— begin Reading text —

The GBS central part 1 is rectangular prism-shaped and includes the main bearing structures, i.e. the vertical longitudinal and transversal walls 5 and horizontal slabs: top slab 2, base slab 4, and intermediate support slab 13 under main tanks 12 for the storage of hydrocarbons and/or respective processed products. The bearing structures ensure the required spatial stiffness of the cage of the GBS, including during transportation of the integrated production complex and it being afloat until it is installed. Reinforced-concrete walls also provide partition the GBS into compartments in accordance with their functional purpose. Some of transverse walls 5 may have a rectangular opening in their central part instead of being solid. In this case they essentially serve the purpose of stiffening ribs.

Reinforced-concrete walls also serve as bearing structures that transfer the load from the topside to support slab 13 and foundation 11, that is why topside supports 9 are located above the intersections of vertical longitudinal and transversal walls 5 of the GBS.

Top slab 2 of the GBS has slopes from the central longitudinal line to the edges for drainage of atmospheric precipitation and process spills. The structure of top slab 2 is designed to withstand explosion loads in case of emergency situations. In case cryogenic liquids are involved in the technological process, in order to protect top slab 2 from spillage of cryogenic media, steel with enhanced cold resistance characteristics is used as reinforcement.

Horizontal support slab 13 is provided between top and base slabs 2 and 4 to distribute the loads from liquid hydrocarbons and/or respective processed products storage tank 12. Longitudinal and transverse walls 14 under said slab 13 transfer the load to base slab 4 and ensure the spatial stiffness of the structure.

Reinforced concrete based on modified normal density concrete with tensioned reinforcement is the main material of GBS central part 1.

— end Reading text —

** Stated problem A **
Rename "pixel coordinates" to "image coordinates" in the rows between the line holding "out the stadium" and the end of the rows, inclusive, and give only those lines again with everything else unchanged.
The rows that come next are separate from the GBS description and have no connection to it.

— begin Supplied records —

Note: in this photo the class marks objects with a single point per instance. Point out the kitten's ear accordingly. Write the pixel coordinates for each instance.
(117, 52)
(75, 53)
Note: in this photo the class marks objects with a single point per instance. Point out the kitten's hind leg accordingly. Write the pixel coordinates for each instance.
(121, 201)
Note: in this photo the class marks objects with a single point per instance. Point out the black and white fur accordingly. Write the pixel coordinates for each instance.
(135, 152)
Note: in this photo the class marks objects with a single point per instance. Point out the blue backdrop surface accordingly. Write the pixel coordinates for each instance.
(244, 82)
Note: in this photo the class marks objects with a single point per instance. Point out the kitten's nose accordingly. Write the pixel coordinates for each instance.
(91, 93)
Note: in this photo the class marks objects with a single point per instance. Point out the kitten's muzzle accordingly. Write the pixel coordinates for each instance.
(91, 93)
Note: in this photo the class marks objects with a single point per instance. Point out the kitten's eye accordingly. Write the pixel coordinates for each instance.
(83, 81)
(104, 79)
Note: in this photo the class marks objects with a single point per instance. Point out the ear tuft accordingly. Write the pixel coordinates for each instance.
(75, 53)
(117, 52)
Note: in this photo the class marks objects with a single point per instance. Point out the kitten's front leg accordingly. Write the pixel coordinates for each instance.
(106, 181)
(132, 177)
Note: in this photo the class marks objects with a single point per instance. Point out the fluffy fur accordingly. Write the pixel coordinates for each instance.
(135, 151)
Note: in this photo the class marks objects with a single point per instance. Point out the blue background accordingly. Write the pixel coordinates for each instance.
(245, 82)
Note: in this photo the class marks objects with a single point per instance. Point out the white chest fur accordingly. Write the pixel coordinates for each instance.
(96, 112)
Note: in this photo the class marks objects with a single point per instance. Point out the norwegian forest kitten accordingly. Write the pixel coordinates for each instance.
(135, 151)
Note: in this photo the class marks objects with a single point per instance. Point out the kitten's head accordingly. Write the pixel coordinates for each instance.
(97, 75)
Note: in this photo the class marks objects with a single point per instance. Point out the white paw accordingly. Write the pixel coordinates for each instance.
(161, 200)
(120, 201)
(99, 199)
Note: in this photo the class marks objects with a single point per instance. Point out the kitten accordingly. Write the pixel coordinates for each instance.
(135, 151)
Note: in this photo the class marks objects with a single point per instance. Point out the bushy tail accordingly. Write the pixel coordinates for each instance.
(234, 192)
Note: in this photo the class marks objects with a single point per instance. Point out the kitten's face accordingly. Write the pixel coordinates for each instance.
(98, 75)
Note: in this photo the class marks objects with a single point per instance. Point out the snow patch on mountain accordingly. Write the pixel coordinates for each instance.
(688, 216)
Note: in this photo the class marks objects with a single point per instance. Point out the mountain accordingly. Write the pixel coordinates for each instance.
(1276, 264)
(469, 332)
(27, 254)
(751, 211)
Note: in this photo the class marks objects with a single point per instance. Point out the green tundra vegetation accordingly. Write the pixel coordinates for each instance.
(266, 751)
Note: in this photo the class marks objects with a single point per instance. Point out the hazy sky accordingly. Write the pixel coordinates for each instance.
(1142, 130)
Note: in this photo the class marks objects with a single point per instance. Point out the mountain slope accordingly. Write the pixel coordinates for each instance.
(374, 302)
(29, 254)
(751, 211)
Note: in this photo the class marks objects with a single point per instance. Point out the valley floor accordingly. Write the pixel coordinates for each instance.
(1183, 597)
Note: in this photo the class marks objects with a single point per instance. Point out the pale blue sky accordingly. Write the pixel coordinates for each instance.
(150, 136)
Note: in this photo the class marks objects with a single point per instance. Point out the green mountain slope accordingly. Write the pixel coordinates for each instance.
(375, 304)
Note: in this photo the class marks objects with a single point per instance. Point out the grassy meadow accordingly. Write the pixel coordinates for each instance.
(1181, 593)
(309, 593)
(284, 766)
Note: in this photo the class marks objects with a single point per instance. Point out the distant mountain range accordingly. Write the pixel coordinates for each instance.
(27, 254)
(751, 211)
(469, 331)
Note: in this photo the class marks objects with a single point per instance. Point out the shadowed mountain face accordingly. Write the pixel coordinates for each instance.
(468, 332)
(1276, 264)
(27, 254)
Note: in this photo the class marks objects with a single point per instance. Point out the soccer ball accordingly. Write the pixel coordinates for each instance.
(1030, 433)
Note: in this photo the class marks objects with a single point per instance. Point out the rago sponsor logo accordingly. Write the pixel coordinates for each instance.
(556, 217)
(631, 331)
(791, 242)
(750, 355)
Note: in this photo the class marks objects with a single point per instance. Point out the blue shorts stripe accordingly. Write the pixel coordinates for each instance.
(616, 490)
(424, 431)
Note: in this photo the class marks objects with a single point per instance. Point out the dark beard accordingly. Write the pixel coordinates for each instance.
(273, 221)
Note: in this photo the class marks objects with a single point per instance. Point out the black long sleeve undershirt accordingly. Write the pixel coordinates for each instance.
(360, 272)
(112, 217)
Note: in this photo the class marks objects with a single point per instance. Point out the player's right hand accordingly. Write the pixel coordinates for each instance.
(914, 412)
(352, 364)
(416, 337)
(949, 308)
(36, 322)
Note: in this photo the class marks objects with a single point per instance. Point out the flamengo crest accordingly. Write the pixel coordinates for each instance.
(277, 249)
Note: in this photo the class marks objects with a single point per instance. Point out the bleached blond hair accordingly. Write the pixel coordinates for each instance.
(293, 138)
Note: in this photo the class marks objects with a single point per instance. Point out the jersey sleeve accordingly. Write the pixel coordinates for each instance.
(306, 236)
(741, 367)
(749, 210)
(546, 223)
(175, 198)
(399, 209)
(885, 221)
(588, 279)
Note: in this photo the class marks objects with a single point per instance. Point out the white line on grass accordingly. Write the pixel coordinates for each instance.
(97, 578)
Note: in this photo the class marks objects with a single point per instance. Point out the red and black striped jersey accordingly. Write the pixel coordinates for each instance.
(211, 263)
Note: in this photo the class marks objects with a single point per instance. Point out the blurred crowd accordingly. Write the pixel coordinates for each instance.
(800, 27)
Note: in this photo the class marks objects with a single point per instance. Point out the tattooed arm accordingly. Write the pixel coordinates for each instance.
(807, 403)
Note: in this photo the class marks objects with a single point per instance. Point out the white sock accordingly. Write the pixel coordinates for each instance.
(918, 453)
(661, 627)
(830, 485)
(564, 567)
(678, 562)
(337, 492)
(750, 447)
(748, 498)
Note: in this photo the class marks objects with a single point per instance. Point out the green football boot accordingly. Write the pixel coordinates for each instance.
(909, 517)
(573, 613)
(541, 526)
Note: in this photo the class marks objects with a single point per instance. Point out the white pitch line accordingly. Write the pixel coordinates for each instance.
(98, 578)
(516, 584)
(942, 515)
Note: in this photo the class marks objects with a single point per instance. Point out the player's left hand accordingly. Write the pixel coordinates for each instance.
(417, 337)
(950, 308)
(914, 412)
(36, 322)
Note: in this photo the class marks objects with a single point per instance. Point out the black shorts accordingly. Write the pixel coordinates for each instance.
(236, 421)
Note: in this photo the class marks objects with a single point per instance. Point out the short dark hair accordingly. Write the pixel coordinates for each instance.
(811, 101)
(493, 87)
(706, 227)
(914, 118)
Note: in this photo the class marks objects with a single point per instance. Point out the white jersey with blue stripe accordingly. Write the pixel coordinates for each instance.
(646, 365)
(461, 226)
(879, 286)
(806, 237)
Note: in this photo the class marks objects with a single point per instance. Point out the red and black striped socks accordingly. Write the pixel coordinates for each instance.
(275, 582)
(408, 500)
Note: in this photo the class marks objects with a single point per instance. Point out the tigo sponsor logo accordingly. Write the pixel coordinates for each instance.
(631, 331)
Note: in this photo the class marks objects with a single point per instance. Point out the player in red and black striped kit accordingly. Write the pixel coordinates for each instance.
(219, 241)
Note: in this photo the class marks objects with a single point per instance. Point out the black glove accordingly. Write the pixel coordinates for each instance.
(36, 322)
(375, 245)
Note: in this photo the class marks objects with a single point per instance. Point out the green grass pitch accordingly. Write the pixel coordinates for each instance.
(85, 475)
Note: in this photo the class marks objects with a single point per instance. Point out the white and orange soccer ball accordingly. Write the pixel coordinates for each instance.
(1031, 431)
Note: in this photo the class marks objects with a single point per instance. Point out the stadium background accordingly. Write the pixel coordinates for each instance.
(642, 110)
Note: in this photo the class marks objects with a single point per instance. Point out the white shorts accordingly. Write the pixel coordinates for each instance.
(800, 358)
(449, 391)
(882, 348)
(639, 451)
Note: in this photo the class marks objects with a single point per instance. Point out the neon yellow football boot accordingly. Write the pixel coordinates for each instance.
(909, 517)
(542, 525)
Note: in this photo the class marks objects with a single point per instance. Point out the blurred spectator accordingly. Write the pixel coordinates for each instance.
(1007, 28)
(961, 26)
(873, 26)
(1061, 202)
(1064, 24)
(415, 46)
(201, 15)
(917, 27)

— end Supplied records —

** Stated problem B **
Write what comes next in the GBS description, starting after its last sentence.

** Expected answer A **
Note: in this photo the class marks objects with a single point per instance. Point out the stadium background accordingly. Write the image coordinates for each instance.
(642, 110)
Note: in this photo the class marks objects with a single point per instance. Point out the white shorts accordingly. Write the image coordinates for each instance.
(800, 358)
(449, 391)
(882, 348)
(639, 451)
Note: in this photo the class marks objects with a single point per instance. Point out the neon yellow football boot accordingly. Write the image coordinates for each instance.
(909, 517)
(542, 525)
Note: in this photo the class marks objects with a single point per instance. Point out the blurred spectator accordingly. Write the image coordinates for each instance.
(1007, 28)
(961, 26)
(873, 26)
(1061, 202)
(1064, 24)
(415, 46)
(201, 15)
(917, 27)

** Expected answer B **
GBS protruding part 3 is located along the perimeter of GBS central part 1, forming a single structure with it. Long sides of protruding part 3 mostly house ballast compartments 8 (FIG. 5), while the short-end sides mostly house auxiliary and engineering compartments 15. GBS protruding part 3 serves the following main purposes:

• • achieving the required target GBS buoyancy parameters;
  • housing ballast compartments 8 mostly intended for the GBS balancing, ensuring the GBS being afloat with an even keel, without roll and trim;
  • forming a natural protective barrier in case of design emergency collision/ship impact; protruding part 3 will absorb and dissipate most of the collision's energy, preventing damage to the main part of the GBS cage ensuring the integrity and preservation of main tanks 12 and bearing structures of the topside foundation;
  • housing auxiliary process and marine equipment ensuring LNG tankers mooring and offloading of liquid hydrocarbons.

Storage tanks for liquid hydrocarbons and/or respective processed products are accommodated in the GBS compartments and intended for storage of products of the integrated production complex. Depending on its intended use, the production complex may also have storage tanks for feedstock, semi-processed products, and consumables. GBS central part 1 has a number of tanks 12 (FIG. 5) that may have different design depending on the properties of substances to be stored. For storage of LNG and cryogenic liquids under pressure close to athmospheric, membrane tanks are used. In this case, tank 12 consisting of a steel membrane made of stainless steel or invar (Fe—Ni alloy) separated from concrete structure by a thermal insulation layer is installed inside concrete compartment 6. The thermal insulation layer is located directly on top slab 2, intermediate slab 13 and GBS walls, transferring the loads from tank 12 and its liquid content to the above-mentioned boundary structures. The GBS slabs and walls thus serve as support structures for membrane tanks, with which they are integrated into a single structural unit. To prevent any leaks, the bottom and the side surfaces of membrane tanks 12 have a secondary barrier being an additional membrane installed inside the thermal insulation layer.

In case of an LNG plant, liquefied gas is stored in two 115,000-cbm tanks 12, each installed in a 135×40×24 m individual compartment 6.

Compartments 6 with tanks 12 are surrounded by dry compartments 16 enabling inspections of external surfaces of the tanks boundary structures.

For storage of condensate and other liquid hydrocarbons that do not require low temperatures, GBS concrete compartments 17 may be used, with their boundary structures serving as a protective barrier. Some of compartments 7 can be used both for ballast water and for storage of condensate and other liquid hydrocarbons that do not require low temperatures. In case of an LNG plant, there is 75,000-cbm 135×30×30 m compartment 7 for stable condensate storage and one of compartments 17 for substandart condensate storage with a capacity of 5,000 cbm and 30×8×30 m in size.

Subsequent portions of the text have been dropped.